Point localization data
====================

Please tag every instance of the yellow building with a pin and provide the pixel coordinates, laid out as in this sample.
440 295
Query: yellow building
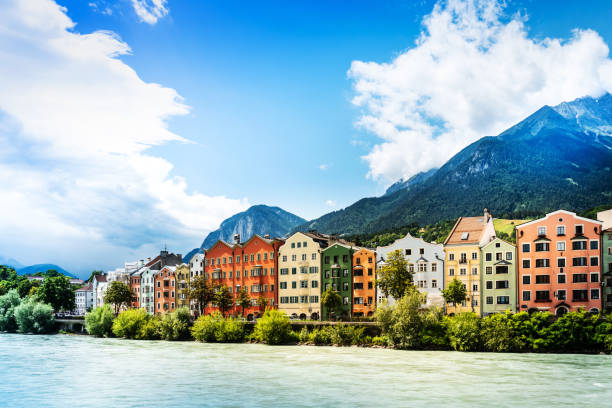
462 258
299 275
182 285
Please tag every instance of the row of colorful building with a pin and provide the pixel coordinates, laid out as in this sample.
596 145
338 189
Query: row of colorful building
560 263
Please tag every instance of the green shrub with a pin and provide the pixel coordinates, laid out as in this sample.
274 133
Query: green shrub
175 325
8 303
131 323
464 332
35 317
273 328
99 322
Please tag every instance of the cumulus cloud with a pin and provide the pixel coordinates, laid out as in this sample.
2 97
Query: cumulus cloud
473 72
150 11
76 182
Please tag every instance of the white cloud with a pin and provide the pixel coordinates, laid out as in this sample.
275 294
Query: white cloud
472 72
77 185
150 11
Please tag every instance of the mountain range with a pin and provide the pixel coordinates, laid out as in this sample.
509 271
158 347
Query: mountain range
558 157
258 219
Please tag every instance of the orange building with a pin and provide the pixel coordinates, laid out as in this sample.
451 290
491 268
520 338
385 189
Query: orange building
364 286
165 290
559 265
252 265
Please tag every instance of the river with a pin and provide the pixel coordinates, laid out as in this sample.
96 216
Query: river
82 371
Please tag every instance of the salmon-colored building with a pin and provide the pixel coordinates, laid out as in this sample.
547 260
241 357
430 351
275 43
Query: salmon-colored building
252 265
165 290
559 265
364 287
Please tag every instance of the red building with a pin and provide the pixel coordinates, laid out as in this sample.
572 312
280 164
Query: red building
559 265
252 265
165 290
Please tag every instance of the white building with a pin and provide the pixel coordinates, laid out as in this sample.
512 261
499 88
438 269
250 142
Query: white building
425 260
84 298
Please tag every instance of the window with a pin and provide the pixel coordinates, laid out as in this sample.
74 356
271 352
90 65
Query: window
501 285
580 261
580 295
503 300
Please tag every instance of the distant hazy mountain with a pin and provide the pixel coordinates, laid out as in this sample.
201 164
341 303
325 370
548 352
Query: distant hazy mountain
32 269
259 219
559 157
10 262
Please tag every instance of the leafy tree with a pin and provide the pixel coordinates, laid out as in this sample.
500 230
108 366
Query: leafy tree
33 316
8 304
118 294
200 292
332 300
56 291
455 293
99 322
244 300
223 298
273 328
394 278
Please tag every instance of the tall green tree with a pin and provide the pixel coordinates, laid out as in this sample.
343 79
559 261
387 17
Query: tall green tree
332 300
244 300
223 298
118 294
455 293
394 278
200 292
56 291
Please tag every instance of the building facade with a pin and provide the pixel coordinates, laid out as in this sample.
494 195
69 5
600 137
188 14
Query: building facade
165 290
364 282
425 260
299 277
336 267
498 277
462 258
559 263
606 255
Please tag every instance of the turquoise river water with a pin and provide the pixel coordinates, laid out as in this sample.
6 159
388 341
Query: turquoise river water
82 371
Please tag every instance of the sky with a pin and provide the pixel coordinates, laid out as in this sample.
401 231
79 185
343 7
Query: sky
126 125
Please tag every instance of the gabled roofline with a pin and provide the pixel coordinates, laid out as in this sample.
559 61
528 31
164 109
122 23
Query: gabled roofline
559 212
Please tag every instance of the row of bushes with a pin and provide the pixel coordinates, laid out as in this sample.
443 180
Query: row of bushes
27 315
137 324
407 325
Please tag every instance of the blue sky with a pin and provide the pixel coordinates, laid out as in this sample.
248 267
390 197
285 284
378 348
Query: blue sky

====================

### Description of the task
Going through the entries above, count the lines with the word "blue". Give only the result.

### Answer space
2